[Stored dataset items]
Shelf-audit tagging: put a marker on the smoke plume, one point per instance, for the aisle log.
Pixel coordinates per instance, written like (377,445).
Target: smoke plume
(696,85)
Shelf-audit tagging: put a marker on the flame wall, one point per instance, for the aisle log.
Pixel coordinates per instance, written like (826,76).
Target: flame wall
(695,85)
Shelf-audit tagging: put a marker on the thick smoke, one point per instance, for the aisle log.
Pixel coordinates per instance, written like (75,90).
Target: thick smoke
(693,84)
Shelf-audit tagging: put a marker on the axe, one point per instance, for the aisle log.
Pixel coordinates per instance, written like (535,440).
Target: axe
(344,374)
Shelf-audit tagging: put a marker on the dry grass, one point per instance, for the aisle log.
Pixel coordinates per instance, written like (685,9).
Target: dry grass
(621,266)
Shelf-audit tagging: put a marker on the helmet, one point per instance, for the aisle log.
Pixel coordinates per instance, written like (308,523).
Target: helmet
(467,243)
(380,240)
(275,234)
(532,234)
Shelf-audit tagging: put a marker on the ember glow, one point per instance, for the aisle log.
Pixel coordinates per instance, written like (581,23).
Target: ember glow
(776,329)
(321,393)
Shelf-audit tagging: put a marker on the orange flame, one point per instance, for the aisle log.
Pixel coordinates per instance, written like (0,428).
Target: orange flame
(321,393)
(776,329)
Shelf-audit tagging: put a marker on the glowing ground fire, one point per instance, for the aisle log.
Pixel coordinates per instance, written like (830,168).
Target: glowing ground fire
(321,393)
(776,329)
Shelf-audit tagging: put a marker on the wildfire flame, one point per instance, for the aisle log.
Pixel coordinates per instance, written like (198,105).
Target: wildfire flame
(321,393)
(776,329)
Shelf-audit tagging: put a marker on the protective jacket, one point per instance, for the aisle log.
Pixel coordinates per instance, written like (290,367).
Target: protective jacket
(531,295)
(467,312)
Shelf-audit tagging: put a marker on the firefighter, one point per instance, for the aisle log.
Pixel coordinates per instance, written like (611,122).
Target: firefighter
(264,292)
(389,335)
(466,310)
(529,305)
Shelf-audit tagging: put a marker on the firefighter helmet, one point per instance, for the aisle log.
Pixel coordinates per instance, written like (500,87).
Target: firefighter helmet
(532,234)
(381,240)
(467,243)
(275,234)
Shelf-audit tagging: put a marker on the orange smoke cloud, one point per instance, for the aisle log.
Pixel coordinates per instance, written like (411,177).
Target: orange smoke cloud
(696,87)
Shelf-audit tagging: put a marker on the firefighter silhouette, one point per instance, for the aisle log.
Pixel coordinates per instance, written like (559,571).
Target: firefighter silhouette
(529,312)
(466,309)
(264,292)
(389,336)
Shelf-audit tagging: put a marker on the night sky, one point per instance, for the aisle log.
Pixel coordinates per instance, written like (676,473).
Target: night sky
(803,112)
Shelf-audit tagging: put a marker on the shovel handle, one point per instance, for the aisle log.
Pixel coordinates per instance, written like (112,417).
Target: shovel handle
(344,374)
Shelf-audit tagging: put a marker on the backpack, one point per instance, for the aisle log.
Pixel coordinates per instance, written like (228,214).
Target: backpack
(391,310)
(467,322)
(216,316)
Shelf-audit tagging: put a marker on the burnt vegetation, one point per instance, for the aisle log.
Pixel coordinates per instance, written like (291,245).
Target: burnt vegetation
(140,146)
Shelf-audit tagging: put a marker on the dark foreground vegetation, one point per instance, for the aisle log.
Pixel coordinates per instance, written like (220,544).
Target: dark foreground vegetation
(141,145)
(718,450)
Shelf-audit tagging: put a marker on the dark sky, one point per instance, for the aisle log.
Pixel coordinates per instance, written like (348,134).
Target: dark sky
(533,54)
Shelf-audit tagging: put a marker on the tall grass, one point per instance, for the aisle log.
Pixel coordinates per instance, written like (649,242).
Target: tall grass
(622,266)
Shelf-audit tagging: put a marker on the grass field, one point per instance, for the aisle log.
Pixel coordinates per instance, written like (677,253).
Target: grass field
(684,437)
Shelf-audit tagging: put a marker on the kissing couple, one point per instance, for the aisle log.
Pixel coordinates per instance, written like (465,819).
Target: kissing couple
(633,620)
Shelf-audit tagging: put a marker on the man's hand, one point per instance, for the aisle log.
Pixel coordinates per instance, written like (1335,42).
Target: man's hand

▶ DESCRIPTION OF THE TASK
Extract exactly and only the lines above from the line containing "Shelf-audit tagging: put a marker on the flame" through the line containing "Shelf-audit tagging: put a marker on the thick", both end lines included.

▶ ANSWER TO THIS PROBLEM
Shelf-audit tagging: put a marker on the flame wall, one point per instance, for the aisle log.
Pixel coordinates per instance, written like (826,76).
Target: flame wall
(695,85)
Shelf-audit tagging: put a marker on the thick smoke, one point per instance, for the aisle log.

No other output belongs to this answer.